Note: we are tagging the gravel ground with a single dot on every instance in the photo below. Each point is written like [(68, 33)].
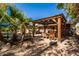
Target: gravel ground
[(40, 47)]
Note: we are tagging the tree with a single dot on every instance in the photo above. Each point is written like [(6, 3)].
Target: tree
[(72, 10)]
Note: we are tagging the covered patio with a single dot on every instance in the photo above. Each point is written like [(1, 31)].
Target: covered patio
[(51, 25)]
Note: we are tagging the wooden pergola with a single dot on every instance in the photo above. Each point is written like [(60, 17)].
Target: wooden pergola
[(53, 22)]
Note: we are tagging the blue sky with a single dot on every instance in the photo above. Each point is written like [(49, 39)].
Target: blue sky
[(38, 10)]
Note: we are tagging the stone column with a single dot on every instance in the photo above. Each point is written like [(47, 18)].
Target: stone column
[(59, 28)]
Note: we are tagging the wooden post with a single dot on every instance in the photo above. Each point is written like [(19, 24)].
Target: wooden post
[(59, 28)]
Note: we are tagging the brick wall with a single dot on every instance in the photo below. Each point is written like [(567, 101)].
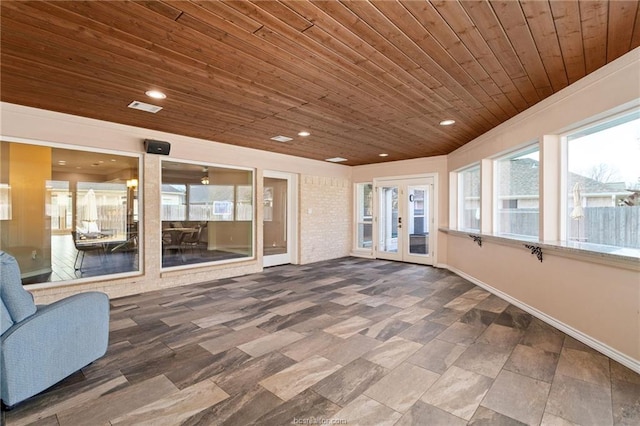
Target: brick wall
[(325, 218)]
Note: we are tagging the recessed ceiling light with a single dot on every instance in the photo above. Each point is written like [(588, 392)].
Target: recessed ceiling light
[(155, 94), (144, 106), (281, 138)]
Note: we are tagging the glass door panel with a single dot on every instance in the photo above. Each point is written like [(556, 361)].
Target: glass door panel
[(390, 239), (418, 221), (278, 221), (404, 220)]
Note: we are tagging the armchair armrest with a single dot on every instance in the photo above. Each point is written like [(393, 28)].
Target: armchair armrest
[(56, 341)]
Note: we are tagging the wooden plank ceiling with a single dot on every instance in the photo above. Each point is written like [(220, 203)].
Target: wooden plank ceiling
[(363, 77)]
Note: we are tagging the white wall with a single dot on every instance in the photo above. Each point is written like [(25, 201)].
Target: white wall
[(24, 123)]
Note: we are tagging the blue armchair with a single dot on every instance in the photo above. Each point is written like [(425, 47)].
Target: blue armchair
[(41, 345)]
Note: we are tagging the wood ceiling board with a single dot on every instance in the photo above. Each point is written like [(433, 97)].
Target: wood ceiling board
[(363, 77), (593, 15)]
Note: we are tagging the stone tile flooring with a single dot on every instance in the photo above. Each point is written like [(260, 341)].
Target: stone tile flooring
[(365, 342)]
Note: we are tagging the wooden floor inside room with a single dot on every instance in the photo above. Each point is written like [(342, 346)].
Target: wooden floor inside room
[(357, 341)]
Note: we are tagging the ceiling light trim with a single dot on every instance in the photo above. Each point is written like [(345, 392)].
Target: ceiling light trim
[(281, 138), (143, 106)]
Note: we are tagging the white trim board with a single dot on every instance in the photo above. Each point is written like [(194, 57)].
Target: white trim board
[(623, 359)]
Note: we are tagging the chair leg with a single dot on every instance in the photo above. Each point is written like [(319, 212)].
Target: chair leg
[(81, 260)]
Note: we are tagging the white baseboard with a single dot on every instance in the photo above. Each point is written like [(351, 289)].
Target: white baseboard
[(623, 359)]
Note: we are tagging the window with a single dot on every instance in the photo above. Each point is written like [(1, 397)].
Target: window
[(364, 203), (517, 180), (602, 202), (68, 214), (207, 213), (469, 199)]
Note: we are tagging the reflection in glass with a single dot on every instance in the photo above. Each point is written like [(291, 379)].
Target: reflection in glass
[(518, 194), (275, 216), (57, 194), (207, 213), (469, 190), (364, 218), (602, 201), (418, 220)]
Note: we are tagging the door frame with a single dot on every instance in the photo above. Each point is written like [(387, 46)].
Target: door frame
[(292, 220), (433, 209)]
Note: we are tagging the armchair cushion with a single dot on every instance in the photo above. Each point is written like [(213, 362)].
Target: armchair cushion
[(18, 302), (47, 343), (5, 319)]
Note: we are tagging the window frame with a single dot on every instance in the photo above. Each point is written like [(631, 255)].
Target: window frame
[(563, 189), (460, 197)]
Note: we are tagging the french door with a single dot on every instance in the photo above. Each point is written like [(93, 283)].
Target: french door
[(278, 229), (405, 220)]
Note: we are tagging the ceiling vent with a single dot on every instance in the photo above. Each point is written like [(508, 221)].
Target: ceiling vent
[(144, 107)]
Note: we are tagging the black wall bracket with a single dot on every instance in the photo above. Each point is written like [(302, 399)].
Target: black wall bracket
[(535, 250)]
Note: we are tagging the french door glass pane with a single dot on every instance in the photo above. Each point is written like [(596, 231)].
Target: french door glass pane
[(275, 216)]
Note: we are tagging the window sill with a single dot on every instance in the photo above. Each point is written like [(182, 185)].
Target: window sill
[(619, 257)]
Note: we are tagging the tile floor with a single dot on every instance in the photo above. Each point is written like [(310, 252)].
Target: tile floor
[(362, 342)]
○ ○ ○ ○ ○
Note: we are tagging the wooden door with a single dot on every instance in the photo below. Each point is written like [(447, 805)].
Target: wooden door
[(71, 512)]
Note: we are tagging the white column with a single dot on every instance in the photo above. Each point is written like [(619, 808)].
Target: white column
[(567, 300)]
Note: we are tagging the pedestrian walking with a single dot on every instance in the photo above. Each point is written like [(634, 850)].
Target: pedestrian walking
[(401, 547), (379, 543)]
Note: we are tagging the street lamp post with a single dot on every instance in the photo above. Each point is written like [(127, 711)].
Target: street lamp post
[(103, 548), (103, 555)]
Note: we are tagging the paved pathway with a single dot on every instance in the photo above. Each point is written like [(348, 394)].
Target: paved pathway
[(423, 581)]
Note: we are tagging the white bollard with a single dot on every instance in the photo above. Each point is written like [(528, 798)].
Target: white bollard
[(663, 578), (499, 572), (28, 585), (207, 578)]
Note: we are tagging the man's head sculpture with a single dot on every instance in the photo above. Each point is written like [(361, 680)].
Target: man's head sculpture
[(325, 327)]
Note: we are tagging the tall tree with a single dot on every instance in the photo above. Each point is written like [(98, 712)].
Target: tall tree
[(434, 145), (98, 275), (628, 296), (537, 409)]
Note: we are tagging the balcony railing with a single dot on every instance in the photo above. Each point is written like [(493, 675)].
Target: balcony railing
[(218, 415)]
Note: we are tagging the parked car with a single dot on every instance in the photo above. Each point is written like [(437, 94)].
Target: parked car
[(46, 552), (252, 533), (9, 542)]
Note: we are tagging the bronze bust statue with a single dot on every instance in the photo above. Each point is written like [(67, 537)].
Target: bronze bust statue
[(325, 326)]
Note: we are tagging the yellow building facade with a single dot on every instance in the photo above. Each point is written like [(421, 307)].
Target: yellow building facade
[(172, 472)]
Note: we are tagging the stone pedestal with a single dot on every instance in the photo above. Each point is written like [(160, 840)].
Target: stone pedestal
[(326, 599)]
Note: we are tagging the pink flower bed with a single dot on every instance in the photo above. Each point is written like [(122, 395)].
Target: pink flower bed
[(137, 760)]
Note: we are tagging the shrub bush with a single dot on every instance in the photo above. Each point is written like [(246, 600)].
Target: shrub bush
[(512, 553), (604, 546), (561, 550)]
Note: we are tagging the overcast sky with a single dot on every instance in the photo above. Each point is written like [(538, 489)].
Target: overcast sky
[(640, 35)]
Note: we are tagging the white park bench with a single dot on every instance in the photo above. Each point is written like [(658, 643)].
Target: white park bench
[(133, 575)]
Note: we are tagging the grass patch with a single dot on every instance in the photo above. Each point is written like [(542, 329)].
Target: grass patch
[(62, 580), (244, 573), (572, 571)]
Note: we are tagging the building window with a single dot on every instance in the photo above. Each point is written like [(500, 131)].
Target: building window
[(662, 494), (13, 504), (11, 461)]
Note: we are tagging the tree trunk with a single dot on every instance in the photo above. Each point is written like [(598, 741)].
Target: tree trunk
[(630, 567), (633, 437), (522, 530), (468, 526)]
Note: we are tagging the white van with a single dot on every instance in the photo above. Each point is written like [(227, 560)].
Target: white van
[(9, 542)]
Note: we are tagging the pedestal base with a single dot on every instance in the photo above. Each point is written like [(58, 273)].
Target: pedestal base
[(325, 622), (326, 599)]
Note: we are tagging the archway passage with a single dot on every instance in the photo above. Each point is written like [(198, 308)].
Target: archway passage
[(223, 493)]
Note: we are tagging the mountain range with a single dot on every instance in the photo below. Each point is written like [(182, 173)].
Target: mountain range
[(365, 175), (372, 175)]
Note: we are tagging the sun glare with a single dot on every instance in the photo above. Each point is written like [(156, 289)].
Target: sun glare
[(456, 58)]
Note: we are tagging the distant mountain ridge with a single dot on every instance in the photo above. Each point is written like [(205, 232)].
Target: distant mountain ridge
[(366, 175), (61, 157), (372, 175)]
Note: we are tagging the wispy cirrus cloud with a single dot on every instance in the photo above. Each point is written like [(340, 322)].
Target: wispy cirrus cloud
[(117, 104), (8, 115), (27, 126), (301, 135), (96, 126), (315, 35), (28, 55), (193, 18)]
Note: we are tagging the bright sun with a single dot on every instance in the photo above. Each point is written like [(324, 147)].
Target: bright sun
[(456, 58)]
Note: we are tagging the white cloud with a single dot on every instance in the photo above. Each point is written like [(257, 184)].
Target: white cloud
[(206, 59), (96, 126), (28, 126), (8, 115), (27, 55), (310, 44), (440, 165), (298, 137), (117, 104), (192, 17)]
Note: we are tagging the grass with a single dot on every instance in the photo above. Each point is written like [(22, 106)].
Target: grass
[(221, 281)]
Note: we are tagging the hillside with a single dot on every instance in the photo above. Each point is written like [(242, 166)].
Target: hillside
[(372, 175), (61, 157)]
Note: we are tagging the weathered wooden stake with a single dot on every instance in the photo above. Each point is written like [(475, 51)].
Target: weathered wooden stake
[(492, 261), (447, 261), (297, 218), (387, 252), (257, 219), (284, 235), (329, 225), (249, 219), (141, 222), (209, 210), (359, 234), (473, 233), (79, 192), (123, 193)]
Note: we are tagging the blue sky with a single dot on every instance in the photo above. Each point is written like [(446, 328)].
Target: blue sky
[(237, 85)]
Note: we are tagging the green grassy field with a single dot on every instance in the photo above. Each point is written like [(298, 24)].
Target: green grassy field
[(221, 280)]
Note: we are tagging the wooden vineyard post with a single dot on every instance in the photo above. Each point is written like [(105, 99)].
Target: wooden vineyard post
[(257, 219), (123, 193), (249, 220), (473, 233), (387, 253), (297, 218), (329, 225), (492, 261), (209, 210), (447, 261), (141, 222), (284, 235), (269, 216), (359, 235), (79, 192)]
○ ○ ○ ○ ○
## What you need to do
Please find all lines of the entries that hold the string "below" and copy them.

## Written reply
Note: we are tagging the gravel ground with a single dot on every instance in the photo below. Each point is written like [(68, 33)].
Note: we are tagging the brick wall with a single dot on every instance in the photo below. Each point is written like [(567, 101)].
Note: we are tagging the wooden door with a single dot on every instance in the photo below. Each point is written like [(447, 805)].
Note: we are tagging the mountain range with a single dot on every instance in the photo below. Each point is written like [(182, 173)].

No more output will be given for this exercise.